* [OBJECTIVE]:
Give the lines of the material below, from the line containing "every concrete wall" through the line containing "113, 364, 139, 422", as a JSON list of strings, one string per line, with blank lines left out.

* [DATA SUPPLIED]:
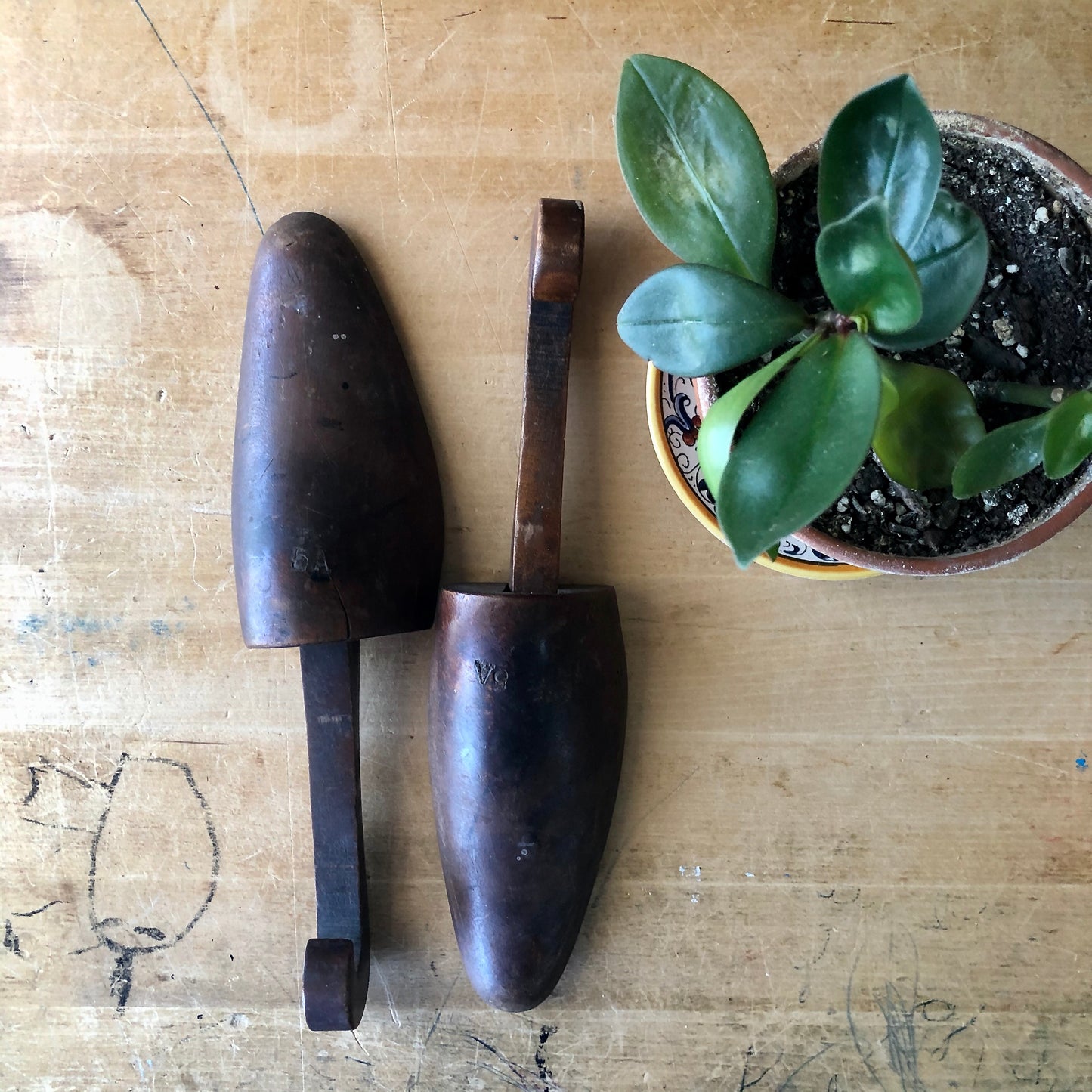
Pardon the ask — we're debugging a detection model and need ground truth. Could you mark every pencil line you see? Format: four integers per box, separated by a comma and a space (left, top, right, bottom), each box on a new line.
133, 0, 259, 235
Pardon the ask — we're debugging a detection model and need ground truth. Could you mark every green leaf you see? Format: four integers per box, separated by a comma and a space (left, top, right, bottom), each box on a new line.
698, 351, 793, 500
819, 76, 940, 250
873, 190, 989, 353
615, 54, 778, 285
618, 265, 808, 377
716, 332, 880, 567
952, 410, 1050, 500
1043, 391, 1092, 478
815, 198, 922, 334
873, 360, 986, 489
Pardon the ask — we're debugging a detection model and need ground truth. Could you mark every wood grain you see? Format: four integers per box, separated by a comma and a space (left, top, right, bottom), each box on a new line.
0, 0, 1092, 1092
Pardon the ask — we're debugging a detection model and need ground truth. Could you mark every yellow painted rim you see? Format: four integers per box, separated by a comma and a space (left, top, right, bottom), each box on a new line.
645, 363, 879, 580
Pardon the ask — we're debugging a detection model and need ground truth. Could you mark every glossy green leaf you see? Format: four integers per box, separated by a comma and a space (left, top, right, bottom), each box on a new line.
952, 412, 1050, 500
716, 332, 880, 566
815, 198, 922, 336
873, 190, 989, 353
819, 76, 940, 250
1043, 391, 1092, 478
615, 54, 778, 285
618, 265, 807, 377
698, 353, 792, 500
873, 360, 986, 489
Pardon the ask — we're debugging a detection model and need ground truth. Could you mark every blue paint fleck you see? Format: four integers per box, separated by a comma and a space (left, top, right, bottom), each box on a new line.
20, 614, 121, 633
60, 615, 103, 633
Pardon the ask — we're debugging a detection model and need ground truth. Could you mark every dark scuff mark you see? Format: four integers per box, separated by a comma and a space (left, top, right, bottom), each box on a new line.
535, 1024, 557, 1081
3, 917, 26, 959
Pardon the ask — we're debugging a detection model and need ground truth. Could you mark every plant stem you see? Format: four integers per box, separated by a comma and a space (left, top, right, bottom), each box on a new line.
967, 380, 1073, 410
770, 329, 828, 367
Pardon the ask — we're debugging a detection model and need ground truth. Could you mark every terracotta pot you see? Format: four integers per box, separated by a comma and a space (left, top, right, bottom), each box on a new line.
694, 110, 1092, 577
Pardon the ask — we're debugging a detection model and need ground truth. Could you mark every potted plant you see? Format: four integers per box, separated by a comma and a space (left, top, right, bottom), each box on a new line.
616, 56, 1092, 572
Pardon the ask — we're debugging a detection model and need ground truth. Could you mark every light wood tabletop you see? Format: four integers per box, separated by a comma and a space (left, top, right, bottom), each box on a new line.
0, 0, 1092, 1092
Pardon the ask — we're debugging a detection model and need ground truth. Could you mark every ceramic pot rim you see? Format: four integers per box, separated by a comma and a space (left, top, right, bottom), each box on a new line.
694, 110, 1092, 577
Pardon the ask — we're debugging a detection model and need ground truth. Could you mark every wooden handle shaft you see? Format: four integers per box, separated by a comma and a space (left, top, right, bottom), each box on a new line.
509, 198, 584, 595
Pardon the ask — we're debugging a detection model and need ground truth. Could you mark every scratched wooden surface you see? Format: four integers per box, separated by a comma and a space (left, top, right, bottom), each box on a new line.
0, 0, 1092, 1092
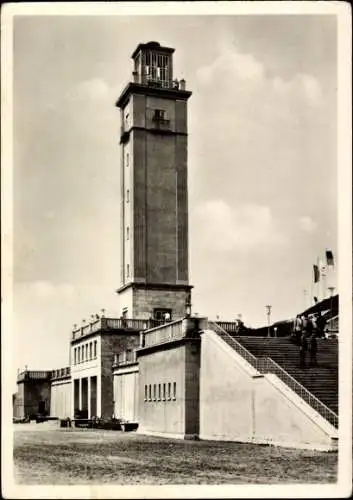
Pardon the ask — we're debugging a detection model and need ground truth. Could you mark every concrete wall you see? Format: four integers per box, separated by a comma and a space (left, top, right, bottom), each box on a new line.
139, 346, 185, 437
200, 331, 337, 449
100, 333, 139, 418
132, 289, 187, 320
50, 379, 72, 418
139, 339, 200, 438
121, 95, 188, 292
113, 364, 139, 422
15, 379, 51, 418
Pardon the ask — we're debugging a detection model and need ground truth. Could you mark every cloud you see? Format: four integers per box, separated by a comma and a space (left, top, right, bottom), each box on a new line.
194, 199, 284, 252
298, 215, 317, 233
67, 78, 110, 101
197, 46, 264, 83
196, 43, 322, 107
22, 280, 75, 300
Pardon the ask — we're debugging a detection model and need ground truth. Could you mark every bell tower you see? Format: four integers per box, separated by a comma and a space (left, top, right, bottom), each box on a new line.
116, 42, 192, 320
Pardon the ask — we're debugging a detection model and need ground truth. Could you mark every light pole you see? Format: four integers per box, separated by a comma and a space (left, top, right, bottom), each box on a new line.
265, 304, 272, 337
328, 286, 335, 318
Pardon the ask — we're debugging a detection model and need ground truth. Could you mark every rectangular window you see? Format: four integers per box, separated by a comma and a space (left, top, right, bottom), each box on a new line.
152, 109, 168, 123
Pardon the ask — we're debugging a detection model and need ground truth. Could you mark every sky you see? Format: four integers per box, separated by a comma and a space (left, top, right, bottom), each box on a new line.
9, 11, 337, 378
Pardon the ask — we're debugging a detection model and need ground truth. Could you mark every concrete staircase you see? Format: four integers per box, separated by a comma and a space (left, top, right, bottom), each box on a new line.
232, 336, 338, 414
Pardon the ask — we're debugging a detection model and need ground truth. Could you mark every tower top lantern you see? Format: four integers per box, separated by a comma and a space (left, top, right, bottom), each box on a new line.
131, 42, 175, 88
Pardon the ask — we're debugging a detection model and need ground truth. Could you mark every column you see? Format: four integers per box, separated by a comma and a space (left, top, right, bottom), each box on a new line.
87, 377, 92, 418
78, 378, 82, 410
97, 373, 102, 417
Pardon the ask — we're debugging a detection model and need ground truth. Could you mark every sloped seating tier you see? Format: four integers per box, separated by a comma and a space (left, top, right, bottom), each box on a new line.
234, 336, 338, 414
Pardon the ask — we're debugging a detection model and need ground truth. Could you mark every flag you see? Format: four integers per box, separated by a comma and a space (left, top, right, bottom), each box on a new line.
314, 264, 320, 283
326, 250, 334, 266
320, 263, 327, 277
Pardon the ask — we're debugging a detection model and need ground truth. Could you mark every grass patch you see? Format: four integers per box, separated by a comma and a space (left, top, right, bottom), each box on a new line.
14, 428, 337, 485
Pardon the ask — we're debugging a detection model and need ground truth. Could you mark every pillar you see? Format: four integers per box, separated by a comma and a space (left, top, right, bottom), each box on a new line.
78, 378, 82, 410
87, 377, 92, 418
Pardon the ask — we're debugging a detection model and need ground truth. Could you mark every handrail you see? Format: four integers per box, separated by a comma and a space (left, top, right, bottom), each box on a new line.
208, 321, 339, 428
144, 319, 183, 347
208, 321, 257, 368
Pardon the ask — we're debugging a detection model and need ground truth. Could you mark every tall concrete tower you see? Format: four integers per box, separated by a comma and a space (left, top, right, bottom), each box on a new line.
116, 42, 191, 319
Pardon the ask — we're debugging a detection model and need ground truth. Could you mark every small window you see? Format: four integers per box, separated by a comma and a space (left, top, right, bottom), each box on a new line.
153, 308, 172, 321
152, 109, 168, 123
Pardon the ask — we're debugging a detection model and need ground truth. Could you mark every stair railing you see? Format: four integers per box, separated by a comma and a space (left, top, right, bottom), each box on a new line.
208, 321, 257, 369
208, 321, 338, 428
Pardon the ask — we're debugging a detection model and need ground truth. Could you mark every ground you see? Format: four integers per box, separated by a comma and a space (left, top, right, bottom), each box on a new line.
14, 424, 337, 485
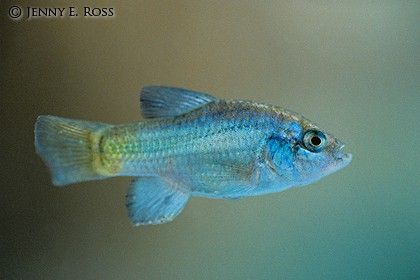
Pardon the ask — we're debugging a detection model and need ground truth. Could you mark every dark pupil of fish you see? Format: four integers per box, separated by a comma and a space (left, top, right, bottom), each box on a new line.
311, 136, 322, 146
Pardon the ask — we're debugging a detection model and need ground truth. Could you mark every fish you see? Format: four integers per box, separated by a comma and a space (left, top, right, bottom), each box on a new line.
35, 86, 352, 226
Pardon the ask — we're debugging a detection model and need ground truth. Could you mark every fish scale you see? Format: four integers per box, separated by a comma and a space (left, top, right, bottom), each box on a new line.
35, 86, 351, 225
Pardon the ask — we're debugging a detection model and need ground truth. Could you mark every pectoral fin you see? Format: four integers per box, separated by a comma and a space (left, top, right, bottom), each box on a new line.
126, 177, 190, 226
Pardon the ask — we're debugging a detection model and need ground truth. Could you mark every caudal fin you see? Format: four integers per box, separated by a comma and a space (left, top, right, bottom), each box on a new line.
35, 116, 107, 186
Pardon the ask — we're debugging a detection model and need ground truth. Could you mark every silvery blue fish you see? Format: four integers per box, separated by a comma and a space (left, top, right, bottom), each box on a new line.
35, 86, 351, 225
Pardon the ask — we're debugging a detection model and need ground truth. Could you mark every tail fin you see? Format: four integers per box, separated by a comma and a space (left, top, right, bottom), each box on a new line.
35, 116, 107, 186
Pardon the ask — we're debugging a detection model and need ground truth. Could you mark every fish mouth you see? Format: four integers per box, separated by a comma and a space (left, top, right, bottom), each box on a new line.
335, 144, 353, 168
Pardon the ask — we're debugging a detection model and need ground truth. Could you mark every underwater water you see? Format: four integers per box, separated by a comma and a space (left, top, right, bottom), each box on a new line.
0, 1, 420, 279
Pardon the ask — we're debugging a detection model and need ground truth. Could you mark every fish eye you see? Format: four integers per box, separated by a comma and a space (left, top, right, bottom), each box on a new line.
303, 130, 327, 153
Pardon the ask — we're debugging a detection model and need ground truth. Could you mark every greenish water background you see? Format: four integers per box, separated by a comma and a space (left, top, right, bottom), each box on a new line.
0, 1, 420, 279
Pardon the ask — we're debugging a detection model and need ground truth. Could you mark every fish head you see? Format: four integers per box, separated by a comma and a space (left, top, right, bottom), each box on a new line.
268, 116, 352, 186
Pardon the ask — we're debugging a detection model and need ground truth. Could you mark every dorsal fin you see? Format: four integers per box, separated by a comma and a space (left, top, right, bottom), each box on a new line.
140, 86, 216, 119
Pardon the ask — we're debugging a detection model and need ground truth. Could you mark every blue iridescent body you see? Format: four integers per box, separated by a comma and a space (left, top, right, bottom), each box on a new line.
35, 87, 351, 225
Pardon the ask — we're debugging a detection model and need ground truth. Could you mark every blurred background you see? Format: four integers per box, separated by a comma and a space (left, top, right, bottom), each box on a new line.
0, 0, 420, 279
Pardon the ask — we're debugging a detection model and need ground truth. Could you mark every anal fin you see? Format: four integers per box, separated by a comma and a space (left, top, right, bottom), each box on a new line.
126, 177, 190, 226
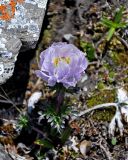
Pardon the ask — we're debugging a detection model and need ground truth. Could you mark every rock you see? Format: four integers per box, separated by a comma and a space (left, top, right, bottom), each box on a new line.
0, 144, 12, 160
0, 0, 48, 84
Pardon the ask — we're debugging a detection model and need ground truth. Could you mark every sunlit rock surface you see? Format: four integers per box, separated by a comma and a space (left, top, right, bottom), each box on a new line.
0, 0, 48, 84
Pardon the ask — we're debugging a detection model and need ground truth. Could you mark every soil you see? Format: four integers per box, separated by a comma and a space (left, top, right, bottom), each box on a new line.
0, 0, 128, 160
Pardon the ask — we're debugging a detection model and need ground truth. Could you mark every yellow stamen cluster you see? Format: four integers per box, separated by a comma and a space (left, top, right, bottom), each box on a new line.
53, 57, 71, 67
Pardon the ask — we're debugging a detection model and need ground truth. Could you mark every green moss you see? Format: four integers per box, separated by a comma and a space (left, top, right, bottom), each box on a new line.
92, 107, 116, 121
87, 90, 116, 121
110, 52, 128, 67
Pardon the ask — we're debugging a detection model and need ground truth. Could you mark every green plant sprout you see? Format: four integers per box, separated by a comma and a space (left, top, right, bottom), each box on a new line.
101, 7, 127, 41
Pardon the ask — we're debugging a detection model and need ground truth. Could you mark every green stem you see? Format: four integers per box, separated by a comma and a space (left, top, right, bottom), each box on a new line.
107, 27, 115, 41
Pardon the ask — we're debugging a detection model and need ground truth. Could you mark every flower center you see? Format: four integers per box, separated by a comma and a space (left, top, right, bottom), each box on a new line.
53, 57, 71, 67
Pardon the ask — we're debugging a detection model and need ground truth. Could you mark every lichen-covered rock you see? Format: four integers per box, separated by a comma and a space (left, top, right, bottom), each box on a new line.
0, 0, 48, 84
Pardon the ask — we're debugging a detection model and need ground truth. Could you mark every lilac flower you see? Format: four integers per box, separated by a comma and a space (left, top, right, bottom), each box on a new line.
36, 43, 87, 88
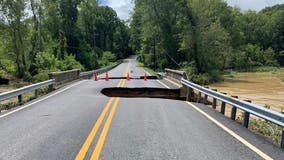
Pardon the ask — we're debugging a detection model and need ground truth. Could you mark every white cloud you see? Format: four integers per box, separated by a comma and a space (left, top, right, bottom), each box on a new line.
106, 0, 134, 20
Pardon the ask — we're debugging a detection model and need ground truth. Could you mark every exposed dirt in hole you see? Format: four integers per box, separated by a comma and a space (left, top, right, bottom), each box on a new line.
101, 87, 186, 100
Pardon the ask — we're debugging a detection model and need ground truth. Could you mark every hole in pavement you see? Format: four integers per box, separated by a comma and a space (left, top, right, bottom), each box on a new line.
101, 87, 186, 100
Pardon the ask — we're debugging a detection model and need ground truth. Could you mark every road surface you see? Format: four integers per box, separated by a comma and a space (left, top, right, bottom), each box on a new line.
0, 59, 284, 160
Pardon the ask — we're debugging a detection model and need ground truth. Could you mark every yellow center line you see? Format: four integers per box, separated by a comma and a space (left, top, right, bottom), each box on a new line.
91, 63, 130, 160
75, 63, 130, 160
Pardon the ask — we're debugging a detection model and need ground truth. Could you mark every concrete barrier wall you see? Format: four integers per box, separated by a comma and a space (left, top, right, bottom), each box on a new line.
48, 69, 81, 86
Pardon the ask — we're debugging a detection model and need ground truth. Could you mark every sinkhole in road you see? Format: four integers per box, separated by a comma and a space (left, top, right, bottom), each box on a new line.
99, 76, 159, 80
101, 87, 186, 100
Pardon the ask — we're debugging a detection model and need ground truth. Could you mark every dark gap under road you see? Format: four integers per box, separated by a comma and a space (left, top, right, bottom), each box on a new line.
101, 87, 186, 100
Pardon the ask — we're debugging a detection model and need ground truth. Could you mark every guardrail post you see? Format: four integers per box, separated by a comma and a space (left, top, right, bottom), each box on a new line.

* [EXERCISE ANSWER]:
[
  "Pardon the ask — we're debugging a detection model and need ground truth. Could you mark every concrete wall you see? Format: four integers per box, separated by a comma and a space (left, top, right, bottom), each box on a new line.",
  "139, 346, 185, 437",
  "200, 331, 337, 449",
  "100, 333, 139, 418",
  "132, 289, 187, 320",
  "50, 379, 72, 418",
  "139, 339, 200, 438",
  "121, 95, 188, 292",
  "113, 364, 139, 422"
]